* _Records for the exercise_

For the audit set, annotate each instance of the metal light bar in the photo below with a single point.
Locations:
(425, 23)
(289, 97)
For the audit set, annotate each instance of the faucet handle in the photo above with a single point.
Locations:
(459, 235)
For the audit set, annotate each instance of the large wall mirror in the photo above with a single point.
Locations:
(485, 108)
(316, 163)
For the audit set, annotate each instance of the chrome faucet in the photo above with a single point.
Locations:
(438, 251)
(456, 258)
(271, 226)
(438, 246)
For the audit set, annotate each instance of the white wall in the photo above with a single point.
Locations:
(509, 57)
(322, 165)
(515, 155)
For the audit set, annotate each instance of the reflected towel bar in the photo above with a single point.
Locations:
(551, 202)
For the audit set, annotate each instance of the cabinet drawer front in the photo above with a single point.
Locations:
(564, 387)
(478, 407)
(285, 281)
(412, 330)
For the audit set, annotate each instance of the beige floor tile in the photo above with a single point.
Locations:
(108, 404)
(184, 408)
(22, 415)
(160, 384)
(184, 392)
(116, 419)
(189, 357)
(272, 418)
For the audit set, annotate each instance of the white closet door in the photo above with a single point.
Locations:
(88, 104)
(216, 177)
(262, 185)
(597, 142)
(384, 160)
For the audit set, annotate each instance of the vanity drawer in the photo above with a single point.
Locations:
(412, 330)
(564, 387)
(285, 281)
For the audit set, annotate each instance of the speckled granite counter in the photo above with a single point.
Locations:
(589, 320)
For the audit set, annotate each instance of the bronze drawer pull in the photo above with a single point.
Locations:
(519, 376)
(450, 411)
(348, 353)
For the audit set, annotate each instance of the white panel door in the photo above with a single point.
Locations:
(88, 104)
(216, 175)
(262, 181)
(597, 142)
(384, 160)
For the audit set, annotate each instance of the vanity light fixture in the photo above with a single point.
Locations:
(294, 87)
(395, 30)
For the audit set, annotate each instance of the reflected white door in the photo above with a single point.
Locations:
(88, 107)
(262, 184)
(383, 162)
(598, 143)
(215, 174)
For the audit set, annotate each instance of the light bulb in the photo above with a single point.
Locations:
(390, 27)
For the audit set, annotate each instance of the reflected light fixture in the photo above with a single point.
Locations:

* _Action item_
Write out exactly the lines of the entries above that run from the line containing "For the audit set, annotate each instance of the bronze" through the last line, including both.

* _Written response_
For the audit set, annotate each instance of the bronze drawer pull in the photo above with a single point.
Locations:
(519, 376)
(450, 411)
(348, 353)
For the audit set, annotate each instance of the white panel door in the photo above with a single point.
Locations:
(88, 104)
(216, 175)
(262, 181)
(597, 142)
(384, 160)
For the audit set, annotate each instance of the vanity light fixture in the photo above with a single point.
Locations:
(294, 87)
(395, 30)
For the audit set, annotate each instance of the reflected white door in the photo above with a single point.
Locations:
(88, 107)
(262, 184)
(383, 162)
(598, 143)
(215, 174)
For the audit set, annotate each instance of the light bulb in the photo above with a single point.
Locations:
(390, 27)
For the audit set, annotate each instance of the reflected light fixture in the photo above with a single point.
Locations:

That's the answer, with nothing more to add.